** START **

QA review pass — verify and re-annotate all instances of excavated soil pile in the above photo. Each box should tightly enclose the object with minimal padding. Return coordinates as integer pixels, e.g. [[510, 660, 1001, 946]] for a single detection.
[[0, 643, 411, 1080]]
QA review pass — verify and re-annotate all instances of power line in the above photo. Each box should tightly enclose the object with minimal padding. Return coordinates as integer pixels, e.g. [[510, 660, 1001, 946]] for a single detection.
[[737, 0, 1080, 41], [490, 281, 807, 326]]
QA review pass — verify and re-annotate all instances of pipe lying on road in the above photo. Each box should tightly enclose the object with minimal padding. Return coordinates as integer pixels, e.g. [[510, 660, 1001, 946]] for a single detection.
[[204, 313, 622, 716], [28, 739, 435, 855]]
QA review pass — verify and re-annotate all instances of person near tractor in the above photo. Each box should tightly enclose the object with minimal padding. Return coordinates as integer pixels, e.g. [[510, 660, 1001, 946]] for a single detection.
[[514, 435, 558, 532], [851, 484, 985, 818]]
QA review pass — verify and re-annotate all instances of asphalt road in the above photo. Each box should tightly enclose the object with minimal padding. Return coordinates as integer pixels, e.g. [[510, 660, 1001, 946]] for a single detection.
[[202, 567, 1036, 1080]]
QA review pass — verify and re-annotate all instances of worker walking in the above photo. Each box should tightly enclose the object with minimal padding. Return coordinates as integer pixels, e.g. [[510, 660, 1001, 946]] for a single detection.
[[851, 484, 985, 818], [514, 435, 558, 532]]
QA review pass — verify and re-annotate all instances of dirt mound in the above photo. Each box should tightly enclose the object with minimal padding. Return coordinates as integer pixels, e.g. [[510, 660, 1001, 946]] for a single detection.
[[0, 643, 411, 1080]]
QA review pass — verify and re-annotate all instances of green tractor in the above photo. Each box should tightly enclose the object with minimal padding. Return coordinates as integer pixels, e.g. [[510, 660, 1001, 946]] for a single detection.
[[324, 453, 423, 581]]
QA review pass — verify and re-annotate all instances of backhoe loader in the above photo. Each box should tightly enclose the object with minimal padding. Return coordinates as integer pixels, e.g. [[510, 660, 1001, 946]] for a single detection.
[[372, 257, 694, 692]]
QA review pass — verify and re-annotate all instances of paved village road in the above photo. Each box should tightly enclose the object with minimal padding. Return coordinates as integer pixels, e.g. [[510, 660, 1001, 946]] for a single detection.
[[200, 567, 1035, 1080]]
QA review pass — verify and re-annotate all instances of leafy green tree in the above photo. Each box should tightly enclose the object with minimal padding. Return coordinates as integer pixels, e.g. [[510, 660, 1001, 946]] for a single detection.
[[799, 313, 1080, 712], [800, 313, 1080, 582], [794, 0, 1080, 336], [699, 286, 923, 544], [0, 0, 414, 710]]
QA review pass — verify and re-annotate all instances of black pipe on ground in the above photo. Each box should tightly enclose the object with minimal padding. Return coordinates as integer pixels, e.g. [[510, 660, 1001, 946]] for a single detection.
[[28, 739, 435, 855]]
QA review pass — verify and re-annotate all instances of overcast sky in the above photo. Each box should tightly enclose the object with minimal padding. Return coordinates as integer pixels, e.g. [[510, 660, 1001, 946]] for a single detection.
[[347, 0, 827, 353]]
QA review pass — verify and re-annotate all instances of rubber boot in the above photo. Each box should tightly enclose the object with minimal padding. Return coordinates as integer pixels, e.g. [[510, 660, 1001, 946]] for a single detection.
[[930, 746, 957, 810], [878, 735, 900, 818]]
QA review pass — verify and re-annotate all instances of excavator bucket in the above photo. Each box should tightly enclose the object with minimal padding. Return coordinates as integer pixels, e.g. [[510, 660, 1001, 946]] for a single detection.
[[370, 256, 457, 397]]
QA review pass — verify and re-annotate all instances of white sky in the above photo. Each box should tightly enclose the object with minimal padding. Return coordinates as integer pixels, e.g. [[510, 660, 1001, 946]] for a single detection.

** END **

Reproduce verbatim the lines of the records above, starting at the line containing "QA review pass — verify and re-annotate all instances of worker" and ending after the line containing "0, 414, 710]]".

QA review pass — verify and re-annotate all instances of worker walking in the above photo. Each box should tightly enclose the object with minimal padding. Return coordinates as integer pixels, e.g. [[510, 660, 1001, 946]] for a single detection.
[[851, 484, 985, 818], [514, 435, 558, 532]]
QA review pass — verify and re-annotate all instances of dirt mound in the above photo. Each box should tightly enclose the object with minimal padding. Return coordinates as integer pixels, e.g. [[510, 660, 1001, 946]] for a single detection.
[[0, 643, 411, 1080]]
QA review pass — verify and re-annotate all instances of green tractor in the above photo. Each box should tightly enclose the object with minimal padding. Return coordinates as integer pixels, e.g. [[510, 660, 1001, 946]] for a single detection.
[[324, 453, 423, 581]]
QA review pass — verify and re-annotate all instances of backhoe loader in the above photo. Each box should tightly enclose the object with minimal padding. Return coordinates as integer pixels, e.g. [[510, 660, 1001, 946]] for a single detection.
[[372, 257, 694, 692]]
QA review pass — verify and re-annotate all instances of paved village road in the above photo. Each box should tightly enclose the object with minimal padding. Return coordinates as integer pixels, e.g. [[510, 660, 1001, 946]] for a single detection.
[[200, 567, 1035, 1080]]
QA review pass — verify and re-annotate all instances of leafy green tree in the above photo. Each box should tightly enclose the object with minimal padding. Return coordinates as integer pixels, e.g. [[510, 660, 1001, 946]] for a single detection.
[[799, 313, 1080, 712], [800, 313, 1080, 582], [794, 0, 1080, 336], [699, 286, 923, 544], [0, 0, 414, 710]]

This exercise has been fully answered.